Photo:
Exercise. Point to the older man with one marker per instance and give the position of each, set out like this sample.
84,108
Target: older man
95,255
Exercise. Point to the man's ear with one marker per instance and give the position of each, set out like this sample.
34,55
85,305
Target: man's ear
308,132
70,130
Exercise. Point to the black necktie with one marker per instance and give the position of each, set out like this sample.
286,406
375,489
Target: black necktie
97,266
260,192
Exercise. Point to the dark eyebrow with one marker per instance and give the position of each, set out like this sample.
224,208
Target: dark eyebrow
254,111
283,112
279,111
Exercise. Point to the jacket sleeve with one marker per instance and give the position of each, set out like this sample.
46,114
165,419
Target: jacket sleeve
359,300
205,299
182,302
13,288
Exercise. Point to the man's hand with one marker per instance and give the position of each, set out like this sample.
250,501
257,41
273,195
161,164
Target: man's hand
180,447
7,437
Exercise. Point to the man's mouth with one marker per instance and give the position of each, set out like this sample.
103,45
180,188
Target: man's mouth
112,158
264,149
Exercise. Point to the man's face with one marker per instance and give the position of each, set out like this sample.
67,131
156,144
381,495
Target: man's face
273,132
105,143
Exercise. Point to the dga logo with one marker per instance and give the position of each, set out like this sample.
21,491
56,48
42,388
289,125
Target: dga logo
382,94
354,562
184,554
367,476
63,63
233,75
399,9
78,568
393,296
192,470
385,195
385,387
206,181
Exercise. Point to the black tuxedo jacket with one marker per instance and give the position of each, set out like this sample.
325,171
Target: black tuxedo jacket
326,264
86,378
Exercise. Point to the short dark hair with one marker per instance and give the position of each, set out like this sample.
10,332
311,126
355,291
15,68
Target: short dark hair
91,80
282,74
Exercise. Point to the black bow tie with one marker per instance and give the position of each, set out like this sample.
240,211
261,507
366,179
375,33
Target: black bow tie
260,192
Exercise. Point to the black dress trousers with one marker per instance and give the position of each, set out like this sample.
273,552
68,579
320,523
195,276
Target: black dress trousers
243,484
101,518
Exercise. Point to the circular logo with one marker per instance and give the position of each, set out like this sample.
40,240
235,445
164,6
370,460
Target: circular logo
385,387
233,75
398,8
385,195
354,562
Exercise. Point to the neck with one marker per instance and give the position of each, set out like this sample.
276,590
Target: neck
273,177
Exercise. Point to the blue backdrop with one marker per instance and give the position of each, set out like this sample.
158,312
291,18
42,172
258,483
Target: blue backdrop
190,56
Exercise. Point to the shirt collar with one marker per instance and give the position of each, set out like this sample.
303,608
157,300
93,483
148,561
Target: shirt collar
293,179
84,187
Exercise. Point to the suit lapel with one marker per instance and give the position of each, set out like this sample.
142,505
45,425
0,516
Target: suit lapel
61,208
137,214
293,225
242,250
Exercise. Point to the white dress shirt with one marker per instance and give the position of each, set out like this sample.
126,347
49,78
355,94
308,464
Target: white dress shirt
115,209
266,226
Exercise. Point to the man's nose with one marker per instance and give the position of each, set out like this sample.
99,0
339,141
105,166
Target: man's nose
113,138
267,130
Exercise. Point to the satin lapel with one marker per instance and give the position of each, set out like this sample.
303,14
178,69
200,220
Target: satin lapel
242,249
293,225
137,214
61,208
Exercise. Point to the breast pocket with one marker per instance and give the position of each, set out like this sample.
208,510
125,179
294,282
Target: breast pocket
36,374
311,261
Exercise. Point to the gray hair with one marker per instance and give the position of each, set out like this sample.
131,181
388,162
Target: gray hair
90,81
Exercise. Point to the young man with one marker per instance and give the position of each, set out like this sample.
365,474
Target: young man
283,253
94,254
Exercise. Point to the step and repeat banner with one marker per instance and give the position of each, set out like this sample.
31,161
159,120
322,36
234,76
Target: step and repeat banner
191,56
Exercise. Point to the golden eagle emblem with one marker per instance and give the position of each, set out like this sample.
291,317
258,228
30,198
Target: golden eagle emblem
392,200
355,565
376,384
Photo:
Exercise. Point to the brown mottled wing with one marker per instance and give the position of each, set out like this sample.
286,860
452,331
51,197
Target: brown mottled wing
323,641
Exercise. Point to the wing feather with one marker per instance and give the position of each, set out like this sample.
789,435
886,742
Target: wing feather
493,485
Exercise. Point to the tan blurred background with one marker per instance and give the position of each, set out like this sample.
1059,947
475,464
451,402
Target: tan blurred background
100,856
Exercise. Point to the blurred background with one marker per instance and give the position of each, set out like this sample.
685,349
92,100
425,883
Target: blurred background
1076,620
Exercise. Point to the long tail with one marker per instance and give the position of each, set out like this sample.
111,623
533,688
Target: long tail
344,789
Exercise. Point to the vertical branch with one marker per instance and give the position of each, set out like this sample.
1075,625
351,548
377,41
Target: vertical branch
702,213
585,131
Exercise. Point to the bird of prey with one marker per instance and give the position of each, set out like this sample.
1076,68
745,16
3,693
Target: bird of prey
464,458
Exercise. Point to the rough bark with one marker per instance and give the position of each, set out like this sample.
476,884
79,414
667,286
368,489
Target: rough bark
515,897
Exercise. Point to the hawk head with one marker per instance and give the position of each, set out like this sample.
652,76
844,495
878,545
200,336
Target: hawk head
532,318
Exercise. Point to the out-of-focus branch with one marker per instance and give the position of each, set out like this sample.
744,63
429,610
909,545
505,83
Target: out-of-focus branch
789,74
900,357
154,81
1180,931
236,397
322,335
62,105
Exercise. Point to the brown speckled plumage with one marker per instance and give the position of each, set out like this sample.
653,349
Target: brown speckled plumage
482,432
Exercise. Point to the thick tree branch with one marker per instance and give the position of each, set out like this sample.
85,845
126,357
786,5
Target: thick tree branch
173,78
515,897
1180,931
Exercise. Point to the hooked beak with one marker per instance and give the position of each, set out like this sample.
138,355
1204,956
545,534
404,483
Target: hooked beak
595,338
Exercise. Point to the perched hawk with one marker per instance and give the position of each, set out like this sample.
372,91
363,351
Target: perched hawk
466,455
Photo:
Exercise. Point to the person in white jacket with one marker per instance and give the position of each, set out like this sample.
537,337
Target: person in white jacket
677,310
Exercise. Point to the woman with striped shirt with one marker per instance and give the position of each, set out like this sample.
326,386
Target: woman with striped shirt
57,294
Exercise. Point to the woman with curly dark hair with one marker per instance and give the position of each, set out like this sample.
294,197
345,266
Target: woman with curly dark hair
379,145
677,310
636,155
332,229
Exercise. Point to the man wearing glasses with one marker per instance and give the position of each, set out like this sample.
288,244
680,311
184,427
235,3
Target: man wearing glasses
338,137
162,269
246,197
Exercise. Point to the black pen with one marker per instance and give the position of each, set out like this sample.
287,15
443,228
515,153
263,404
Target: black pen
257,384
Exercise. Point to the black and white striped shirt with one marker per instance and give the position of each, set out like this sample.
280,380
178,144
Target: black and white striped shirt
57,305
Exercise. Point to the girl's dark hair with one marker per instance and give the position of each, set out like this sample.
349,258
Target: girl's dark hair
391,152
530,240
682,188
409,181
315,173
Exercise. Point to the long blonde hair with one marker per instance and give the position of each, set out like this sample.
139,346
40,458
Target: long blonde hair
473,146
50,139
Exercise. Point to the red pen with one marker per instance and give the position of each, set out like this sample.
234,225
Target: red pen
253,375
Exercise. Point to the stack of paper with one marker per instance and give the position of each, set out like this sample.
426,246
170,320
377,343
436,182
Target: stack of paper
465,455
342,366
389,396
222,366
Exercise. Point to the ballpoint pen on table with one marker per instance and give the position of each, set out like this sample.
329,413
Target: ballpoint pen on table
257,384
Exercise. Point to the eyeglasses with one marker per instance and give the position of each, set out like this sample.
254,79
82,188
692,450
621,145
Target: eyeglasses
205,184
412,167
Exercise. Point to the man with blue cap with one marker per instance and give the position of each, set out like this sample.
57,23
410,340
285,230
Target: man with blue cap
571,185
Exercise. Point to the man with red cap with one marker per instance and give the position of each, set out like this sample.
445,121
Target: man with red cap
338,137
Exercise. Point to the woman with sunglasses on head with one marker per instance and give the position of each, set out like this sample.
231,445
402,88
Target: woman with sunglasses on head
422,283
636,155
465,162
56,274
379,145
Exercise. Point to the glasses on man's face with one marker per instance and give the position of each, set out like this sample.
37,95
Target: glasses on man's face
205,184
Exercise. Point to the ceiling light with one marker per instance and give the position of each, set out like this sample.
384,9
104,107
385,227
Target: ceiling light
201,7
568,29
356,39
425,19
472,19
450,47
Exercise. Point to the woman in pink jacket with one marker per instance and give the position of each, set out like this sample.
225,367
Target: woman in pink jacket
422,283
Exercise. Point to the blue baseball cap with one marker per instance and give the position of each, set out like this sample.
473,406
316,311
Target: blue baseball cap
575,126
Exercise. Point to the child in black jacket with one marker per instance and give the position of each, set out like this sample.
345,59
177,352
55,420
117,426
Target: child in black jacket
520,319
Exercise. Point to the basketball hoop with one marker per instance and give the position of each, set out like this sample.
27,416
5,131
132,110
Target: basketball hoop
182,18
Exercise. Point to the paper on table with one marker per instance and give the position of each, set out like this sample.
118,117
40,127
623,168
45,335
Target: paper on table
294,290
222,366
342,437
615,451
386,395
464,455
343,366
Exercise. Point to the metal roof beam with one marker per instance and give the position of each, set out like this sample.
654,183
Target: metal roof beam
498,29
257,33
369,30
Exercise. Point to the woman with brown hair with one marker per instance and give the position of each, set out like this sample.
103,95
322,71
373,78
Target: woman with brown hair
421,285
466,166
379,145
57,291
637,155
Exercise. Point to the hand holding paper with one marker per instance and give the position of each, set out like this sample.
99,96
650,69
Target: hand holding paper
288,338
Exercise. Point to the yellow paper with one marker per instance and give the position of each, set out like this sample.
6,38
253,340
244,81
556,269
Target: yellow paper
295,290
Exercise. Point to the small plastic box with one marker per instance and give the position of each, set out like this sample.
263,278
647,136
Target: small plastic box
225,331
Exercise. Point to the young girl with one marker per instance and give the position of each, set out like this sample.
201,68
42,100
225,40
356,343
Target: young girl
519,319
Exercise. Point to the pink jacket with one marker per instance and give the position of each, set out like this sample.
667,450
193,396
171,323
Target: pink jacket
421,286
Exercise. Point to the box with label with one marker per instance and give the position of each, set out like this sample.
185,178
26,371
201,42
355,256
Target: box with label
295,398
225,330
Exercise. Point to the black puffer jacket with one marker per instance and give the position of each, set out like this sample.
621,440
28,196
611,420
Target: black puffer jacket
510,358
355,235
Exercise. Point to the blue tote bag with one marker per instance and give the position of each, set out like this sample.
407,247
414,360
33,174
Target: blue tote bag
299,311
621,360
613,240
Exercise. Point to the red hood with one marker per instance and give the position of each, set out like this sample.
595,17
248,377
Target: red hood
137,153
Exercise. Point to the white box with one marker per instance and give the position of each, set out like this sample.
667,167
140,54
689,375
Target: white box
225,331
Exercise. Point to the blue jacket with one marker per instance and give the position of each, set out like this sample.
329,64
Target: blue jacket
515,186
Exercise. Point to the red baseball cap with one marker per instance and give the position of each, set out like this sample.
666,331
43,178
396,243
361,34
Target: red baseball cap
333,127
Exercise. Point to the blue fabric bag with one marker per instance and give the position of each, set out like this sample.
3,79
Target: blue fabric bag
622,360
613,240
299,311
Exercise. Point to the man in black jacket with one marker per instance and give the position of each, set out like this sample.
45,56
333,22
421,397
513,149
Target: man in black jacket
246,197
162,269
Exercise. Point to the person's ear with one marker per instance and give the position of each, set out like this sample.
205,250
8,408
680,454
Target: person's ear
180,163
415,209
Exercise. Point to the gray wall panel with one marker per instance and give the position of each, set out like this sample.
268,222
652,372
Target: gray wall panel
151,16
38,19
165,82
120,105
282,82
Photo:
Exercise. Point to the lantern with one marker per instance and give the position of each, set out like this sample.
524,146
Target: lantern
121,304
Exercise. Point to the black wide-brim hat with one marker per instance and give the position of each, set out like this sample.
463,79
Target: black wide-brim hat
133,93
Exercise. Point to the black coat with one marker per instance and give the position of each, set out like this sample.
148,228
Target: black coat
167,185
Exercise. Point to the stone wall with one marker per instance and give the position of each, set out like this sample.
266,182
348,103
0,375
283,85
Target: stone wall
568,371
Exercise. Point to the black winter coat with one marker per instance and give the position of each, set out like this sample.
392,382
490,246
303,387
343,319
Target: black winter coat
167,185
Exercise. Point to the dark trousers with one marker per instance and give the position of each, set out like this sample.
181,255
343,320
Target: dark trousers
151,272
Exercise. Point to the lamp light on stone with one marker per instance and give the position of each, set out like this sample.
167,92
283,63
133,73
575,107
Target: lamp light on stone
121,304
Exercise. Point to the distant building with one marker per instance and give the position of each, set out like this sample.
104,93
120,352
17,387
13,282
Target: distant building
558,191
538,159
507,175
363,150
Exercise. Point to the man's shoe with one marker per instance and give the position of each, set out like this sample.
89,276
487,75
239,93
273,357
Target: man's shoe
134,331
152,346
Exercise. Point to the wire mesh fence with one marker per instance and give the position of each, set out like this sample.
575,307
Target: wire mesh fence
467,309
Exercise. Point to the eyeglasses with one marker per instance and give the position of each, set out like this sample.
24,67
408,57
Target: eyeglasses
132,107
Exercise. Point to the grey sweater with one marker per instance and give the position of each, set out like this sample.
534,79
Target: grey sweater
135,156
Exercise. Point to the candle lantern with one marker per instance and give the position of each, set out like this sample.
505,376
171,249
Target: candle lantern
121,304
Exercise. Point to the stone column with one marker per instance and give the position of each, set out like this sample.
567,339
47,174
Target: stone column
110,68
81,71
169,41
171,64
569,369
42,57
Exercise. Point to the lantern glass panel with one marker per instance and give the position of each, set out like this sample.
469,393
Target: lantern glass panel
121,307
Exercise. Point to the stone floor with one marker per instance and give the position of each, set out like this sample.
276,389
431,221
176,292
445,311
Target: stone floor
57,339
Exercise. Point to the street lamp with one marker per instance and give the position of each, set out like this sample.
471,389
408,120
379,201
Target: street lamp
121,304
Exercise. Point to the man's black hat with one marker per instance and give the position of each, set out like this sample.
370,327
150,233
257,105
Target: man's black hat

WHAT YOU SHOULD DO: Quote every line from the line containing "Exercise. Point to the grey" through the closing line of the listing, including both.

RESULT:
Exercise. Point to the grey sweater with one marker per instance and give the position of each, set out like this sample.
534,79
Target: grey sweater
135,156
Exercise. Point to the candle lantern with one marker per instance and give the position of each, set out like this sample.
505,376
171,249
Target: candle lantern
121,304
Exercise. Point to the stone column with one marker per instance and give the position of each, set out like this sample.
567,339
47,174
Target: stone column
110,68
81,71
169,41
171,64
569,369
42,57
Exercise. Point to the lantern glass panel with one marker per instance and give the position of each, set out like this sample.
469,393
Target: lantern glass panel
121,307
Exercise. Point to the stone floor with one marker per instance and give the position of each, set out like this sample.
276,389
431,221
176,292
445,311
Target: stone floor
57,339
Exercise. Point to the street lamp with one marker per instance and give the position of each, set out like this sample.
471,389
408,120
379,201
Target: street lamp
121,304
Exercise. Point to the man's black hat with one marker per instance and give the position of each, set out like this sample.
370,327
150,233
257,105
Target: man's black hat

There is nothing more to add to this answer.